Excerpts from a dataset:
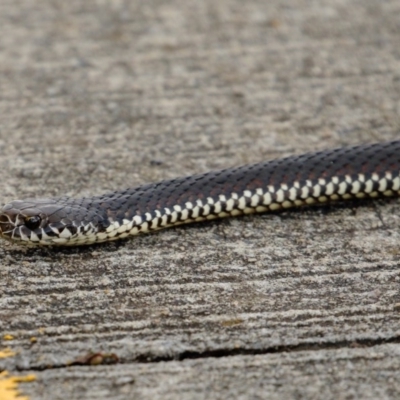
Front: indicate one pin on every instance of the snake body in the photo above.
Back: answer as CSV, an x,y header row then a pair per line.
x,y
331,175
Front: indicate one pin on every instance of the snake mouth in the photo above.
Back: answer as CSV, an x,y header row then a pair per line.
x,y
7,226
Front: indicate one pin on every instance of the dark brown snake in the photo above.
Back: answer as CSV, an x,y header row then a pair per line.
x,y
351,172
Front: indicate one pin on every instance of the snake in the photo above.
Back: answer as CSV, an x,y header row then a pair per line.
x,y
362,171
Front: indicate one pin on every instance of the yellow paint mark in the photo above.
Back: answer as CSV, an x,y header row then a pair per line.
x,y
9,386
6,353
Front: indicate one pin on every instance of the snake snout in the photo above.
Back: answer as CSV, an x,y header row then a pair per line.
x,y
6,225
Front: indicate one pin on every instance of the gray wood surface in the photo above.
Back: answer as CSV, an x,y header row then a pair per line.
x,y
96,96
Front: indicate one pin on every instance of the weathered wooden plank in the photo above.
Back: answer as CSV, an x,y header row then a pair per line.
x,y
99,96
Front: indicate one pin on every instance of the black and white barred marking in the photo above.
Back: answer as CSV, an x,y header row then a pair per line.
x,y
331,175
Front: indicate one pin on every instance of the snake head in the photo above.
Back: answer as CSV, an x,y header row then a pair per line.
x,y
37,222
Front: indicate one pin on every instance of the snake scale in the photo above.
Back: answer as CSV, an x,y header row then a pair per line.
x,y
371,170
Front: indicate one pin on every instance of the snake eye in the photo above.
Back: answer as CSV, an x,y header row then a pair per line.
x,y
33,222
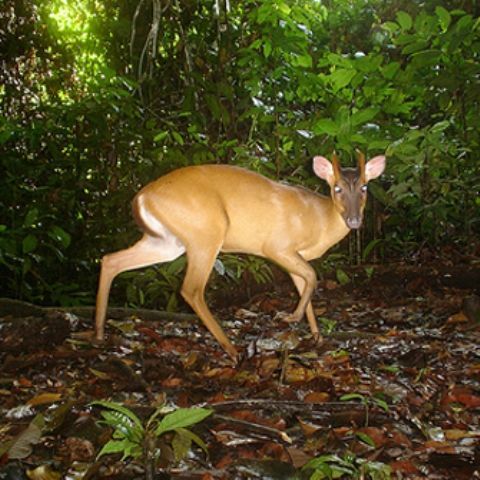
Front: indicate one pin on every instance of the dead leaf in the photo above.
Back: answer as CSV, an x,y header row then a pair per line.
x,y
308,428
456,434
298,457
44,472
404,466
317,397
21,446
44,399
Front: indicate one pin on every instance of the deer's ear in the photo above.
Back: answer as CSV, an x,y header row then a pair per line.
x,y
375,167
323,168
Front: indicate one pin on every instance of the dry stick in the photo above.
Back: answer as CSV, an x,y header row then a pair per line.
x,y
18,308
256,427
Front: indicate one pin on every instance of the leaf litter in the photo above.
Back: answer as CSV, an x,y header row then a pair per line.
x,y
393,386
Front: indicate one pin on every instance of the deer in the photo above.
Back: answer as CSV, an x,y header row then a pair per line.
x,y
203,210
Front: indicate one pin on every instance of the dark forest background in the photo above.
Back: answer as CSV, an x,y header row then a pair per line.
x,y
99,97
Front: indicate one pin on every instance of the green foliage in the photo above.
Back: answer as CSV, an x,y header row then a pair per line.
x,y
95,103
135,440
328,467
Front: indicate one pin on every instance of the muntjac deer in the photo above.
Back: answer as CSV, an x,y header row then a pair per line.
x,y
208,209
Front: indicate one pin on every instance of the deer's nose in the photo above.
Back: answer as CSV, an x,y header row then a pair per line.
x,y
354,222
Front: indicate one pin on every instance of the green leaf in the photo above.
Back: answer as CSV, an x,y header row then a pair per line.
x,y
284,8
342,276
60,235
304,61
178,138
341,77
416,46
121,409
31,217
160,136
363,116
267,48
21,446
181,445
366,439
183,417
390,70
127,448
193,437
371,245
444,17
404,20
326,125
29,243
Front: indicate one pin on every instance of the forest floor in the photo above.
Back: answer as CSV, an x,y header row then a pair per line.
x,y
392,392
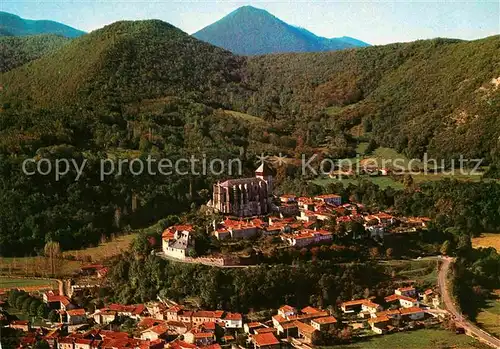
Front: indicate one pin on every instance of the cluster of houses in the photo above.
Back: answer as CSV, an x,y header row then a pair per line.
x,y
164,324
404,306
299,222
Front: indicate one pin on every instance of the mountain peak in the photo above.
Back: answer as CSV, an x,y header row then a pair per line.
x,y
251,31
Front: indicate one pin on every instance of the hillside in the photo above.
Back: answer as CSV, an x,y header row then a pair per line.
x,y
18,50
11,24
146,88
252,31
134,60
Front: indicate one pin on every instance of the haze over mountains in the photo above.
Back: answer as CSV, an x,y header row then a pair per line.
x,y
12,25
252,31
135,88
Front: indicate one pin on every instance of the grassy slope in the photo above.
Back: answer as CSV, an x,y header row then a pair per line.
x,y
420,339
19,50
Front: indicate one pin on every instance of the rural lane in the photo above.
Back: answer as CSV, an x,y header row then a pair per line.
x,y
450,306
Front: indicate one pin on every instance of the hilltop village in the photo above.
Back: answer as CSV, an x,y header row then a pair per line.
x,y
166,324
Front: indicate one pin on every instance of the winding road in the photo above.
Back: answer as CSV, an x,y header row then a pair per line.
x,y
469,327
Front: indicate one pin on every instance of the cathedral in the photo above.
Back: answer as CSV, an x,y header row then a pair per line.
x,y
244,197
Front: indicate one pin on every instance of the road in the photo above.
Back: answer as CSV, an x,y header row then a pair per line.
x,y
450,306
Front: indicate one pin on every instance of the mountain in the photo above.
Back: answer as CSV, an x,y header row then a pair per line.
x,y
13,25
133,89
252,31
18,50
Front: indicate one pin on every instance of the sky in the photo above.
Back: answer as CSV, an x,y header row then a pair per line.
x,y
376,22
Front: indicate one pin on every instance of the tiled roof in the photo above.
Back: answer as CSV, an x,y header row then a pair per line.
x,y
265,339
265,330
287,309
304,328
412,310
76,312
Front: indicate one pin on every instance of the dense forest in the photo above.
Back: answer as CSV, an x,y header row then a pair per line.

What to produce: Set down every entry above without alteration, but print no images.

Exercise solution:
Front: indicate one pin on every instance of the snake body in the photo above.
Back: answer as CSV, an x,y header row then a pair per line.
x,y
331,175
Front: indicate one pin on every instance of the snake mouth in the photo above.
Back: answer as CSV, an x,y header row then a pair per line.
x,y
7,226
Front: indicate one pin on every instance of the dark brown snake in the photo above.
Back: answer as CSV, an x,y header row then a pair per line.
x,y
351,172
Front: indicate one pin on every instance of the snake in the photo above.
Back: answer as CSV, an x,y header row then a pair per line.
x,y
362,171
Front: indicate one pin on every instance of the yellow paint mark in the photo above.
Back: answer as CSV, an x,y header row then a pair per line.
x,y
9,386
6,353
Front: indicate one pin on every instance of the snake snout in the photo above.
Back: answer as CSV, an x,y header row then a pair per line.
x,y
6,225
Front: indicate one pin on every instance of the gray wood surface in the photo above.
Back: answer as CSV, an x,y header row then a pair per line.
x,y
96,96
Front: indicate one pin on every instance of the weathered wooden plank in the photo above.
Back: answer as CSV, an x,y header row then a pair per line.
x,y
99,96
Front: indicate one pin on every instance of the black and white barred marking in the photo above.
Back: answer as CSV, an x,y header row then a pair per line.
x,y
331,175
Front: indicate one pin on every instance of the snake head in the photo above.
Back: answer as CSV, an x,y header row then a pair per line.
x,y
37,222
Front: indicate one pin on every instance of the snake scale in the photo above.
Back: answer as CSV, an x,y header row then a pair per line.
x,y
371,170
Front: indicate one pin on every instance of the snake eye in the photo above.
Back: answer as CSV, an x,y header row then a pair per line.
x,y
33,222
Front: indicate one pin on every instance of the dead leaf in the photo above.
Back: answer as CSV, an x,y header row then a pair per line.
x,y
308,428
456,434
298,457
44,472
404,466
317,397
21,446
44,399
Front: indicate one pin on every instance of the deer's ear in the photo above.
Back: answer as CSV, an x,y header row then a pair per line.
x,y
375,167
323,168
Front: indicate one pin on every instance of the dry stick in the photo above.
Back: answer as CSV, an x,y header row then a pair per line.
x,y
18,308
256,427
Front: indicate one pin on every instance of the leaf litter in the photo above.
Back: answer as CSV, an x,y header row then a pair per line.
x,y
393,386
Front: indicate one pin on every instance of the deer in the photo above.
Back: answer as CSV, an x,y header row then a pair per line.
x,y
203,210
Front: indicate one pin on every instance of the dark forest background in the photo above.
Back: answer as CSV, an x,y header row then a pair per line.
x,y
99,97
Front: indicate one pin on every instance of the green foliage in the photo above.
Back: answer as CSV, an x,y header row then a pair per line.
x,y
95,103
135,440
328,467
Front: indicate one pin on every instance of the muntjac deer in the photo above.
Back: answer as CSV, an x,y header row then a pair per line.
x,y
208,209
Front: indicate one pin on every instance of the deer's nose in the photo above.
Back: answer as CSV, an x,y header row then a pair per line.
x,y
354,222
Front: indicate one pin on every instance of the green leaf in the photo above.
Back: answer as CSV, an x,y header row then a pair per line.
x,y
284,8
342,276
60,235
304,61
178,138
341,77
416,46
121,409
31,217
160,136
363,116
267,48
21,446
181,445
366,439
183,417
390,70
127,448
193,437
371,245
444,17
404,20
326,125
29,243
Front: indicate one pin on every instance of the forest floor in the photo above.
Back: answer as CSV, an x,y header row then a pair per line.
x,y
392,392
Front: indicate one pin on every instance of the cluster of houses in the photo above.
Back: answer as CSV, an x,y header row then a pair per line.
x,y
164,324
404,306
299,222
Front: indicate one pin on every instance of the mountain peak in the photo above.
Back: answer as CSV, an x,y header row then a pair per line.
x,y
251,31
Front: indicate one pin on every instance of the hillside in the photo above.
Back: answer as CSV, an x,y header row then a pair per line.
x,y
18,50
11,24
146,88
252,31
134,60
Front: indicate one pin on every instance of the haze over mountains in the photo above.
Back: answer as CSV, an x,y header row then a pair per line.
x,y
12,25
252,31
135,88
Front: indicate one pin on every instance of the grassy slope in the photo above.
Back: answer as CSV, an x,y header row then a pair per line.
x,y
420,339
19,50
Front: indicate one pin on every instance of the rural lane in the photo above.
Back: answer as CSV, an x,y header row then a pair per line.
x,y
450,306
Front: indicate one pin on every instance of the hilltop village in the photo above.
Back: answer as CSV, an x,y header row then a pair per line.
x,y
166,324
Front: indicate one pin on every instance of the winding road in the photo above.
Back: answer as CSV, an x,y header row then a pair per line.
x,y
469,327
Front: indicate one pin on every instance of the cathedral in the photo above.
Back: answer as CSV, an x,y header row then a pair per line.
x,y
244,197
Front: indicate one pin on every instance of the road in the photo above.
Back: answer as CSV, an x,y header row then a pair per line.
x,y
450,306
Front: indicate one pin on every instance of the mountain in the photo above.
Back: answer as CSV, an x,y header row then a pair per line.
x,y
13,25
133,89
252,31
18,50
Front: indicate one pin on every instance of the sky in the photo above.
Back: answer as CSV, an x,y header row then a pair per line.
x,y
376,22
Front: indicate one pin on every instance of the tiled roof in the photo above.
Back: answer as CSV, an x,y header row then a pair per line.
x,y
265,339
265,330
287,309
304,328
412,310
76,312
Front: indicate one pin on every instance of the dense forest in the photo above.
Back: answer as CSV, an x,y header row then a pair per line.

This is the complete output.